--- BEGIN ---
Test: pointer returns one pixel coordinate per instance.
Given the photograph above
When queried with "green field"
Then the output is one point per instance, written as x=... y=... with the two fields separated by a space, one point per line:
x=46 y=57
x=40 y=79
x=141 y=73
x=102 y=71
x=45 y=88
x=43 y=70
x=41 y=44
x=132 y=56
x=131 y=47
--- END ---
- _Exercise_
Render the records above as a Markdown table with two columns, Row and Line, numbering each non-blank line in order and omitting blank lines.

- _Exercise solution_
| Row | Line |
|---|---|
| 1 | Test: pointer returns one pixel coordinate per instance. |
| 2 | Given the photograph above |
| 3 | When queried with "green field" |
| 4 | Then the output is one point per instance, written as x=... y=... with the two fields separated by a space, one point per line: |
| 5 | x=46 y=57 |
| 6 | x=40 y=79 |
| 7 | x=141 y=73 |
| 8 | x=102 y=71 |
| 9 | x=45 y=88 |
| 10 | x=43 y=70 |
| 11 | x=41 y=44 |
| 12 | x=132 y=56 |
| 13 | x=131 y=47 |